(Exercise aim): Here are some entries. Print them exactly as they are.

[Items from a data source]
--

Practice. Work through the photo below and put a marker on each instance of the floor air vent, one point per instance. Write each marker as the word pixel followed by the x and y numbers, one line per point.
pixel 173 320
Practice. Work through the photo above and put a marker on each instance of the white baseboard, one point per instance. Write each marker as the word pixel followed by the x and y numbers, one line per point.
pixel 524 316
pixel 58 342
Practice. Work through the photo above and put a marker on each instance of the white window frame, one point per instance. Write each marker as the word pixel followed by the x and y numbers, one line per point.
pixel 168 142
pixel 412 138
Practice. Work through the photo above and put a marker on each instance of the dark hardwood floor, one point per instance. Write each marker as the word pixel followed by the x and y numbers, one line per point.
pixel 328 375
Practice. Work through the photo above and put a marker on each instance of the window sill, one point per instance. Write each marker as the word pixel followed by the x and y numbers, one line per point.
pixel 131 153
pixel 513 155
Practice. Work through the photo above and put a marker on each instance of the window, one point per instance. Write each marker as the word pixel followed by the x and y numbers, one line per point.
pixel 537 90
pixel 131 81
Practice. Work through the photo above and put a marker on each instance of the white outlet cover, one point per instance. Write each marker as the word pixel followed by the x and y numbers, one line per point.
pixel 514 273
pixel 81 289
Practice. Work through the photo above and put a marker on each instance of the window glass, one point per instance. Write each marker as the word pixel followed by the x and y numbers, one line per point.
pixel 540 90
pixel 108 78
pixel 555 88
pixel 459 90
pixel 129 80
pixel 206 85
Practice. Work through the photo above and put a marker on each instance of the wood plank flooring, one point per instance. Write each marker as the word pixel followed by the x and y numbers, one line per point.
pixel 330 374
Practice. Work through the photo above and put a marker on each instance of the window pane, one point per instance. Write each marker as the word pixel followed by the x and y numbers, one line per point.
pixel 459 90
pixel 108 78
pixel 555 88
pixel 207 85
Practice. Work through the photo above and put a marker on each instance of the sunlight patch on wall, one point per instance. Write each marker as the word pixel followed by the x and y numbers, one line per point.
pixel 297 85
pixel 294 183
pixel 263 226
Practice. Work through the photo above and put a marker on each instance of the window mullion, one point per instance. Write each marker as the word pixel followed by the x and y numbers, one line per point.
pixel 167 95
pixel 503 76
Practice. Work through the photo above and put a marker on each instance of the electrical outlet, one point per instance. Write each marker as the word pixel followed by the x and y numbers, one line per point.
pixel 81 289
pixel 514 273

--

(Solution):
Practice. Work through the photo below and put a marker on each instance of the floor air vent, one point per instance. Write each marker as the word pixel followed by the x and y numbers, one line per point.
pixel 173 320
Practice. Work through the photo above and put a marker on each instance of the white baseboard, one point per instance. Write each marker as the word pixel followed by the x and y numbers, one line per point.
pixel 524 316
pixel 58 342
Practice. Work through the photo above and put a marker on each instance of the white window frame, one point per instance. Write each marker as the word pixel followed by the x and y numbers, one line per point.
pixel 168 142
pixel 412 138
Practice. Work through the photo above and put a marker on each instance of the dark hardwood floor, one point per instance. Write each marker as the word pixel followed by the x and y numbers, one line per point.
pixel 328 375
Practice. Work through the photo above and put a marker on each instance of the window sill, one point per instance. Write each marker as the word pixel followed by the x and y numbers, one line per point.
pixel 131 153
pixel 513 155
Practice. Work through the photo above and put a marker on each instance of the window, one point per instance. Write each marker as the word pixel followed by the x and y numbers, one line per point.
pixel 537 90
pixel 131 81
Practice. Work through the photo above and put a marker on each instance of the white outlet cover, one point per instance. Write each marker as the word pixel followed by the x and y numbers, one line per point.
pixel 514 273
pixel 81 289
Practice. Work through the photo above and put a marker on each instance of the window glass, one point per instance. Write each marker as the word pixel followed by the x and y numbers, one line per point.
pixel 540 90
pixel 108 78
pixel 555 88
pixel 459 90
pixel 129 80
pixel 206 85
Practice. Work through the photo above and put a marker on each instance of the wood plank flooring, one point per instance. Write each marker as the word pixel followed by the x and y numbers, one line per point.
pixel 330 374
Practice. Work through the photo above and put a marker on each instance of the window pane, one point per instance. Write each marker as the word pixel followed by the x and y numbers, one line per point.
pixel 459 90
pixel 108 78
pixel 555 88
pixel 207 85
Practice. Work through the photo above and put a marker on each instance of the sunlight patch on wall, one point per instance. Write each marker as the word pixel followed by the x and y numbers, one line per point.
pixel 297 85
pixel 294 183
pixel 263 226
Practice. Work through the photo above and put a marker on each instance of the window mullion, one point per instance. Write each marker as the word pixel followed by the x and y numbers, one line per point.
pixel 167 95
pixel 503 76
Practice. Work through the photo above and put a marker on each instance of the electrical outlet, one point per instance. Write each marker as the word pixel followed by the x and y numbers, one line per point.
pixel 81 289
pixel 514 273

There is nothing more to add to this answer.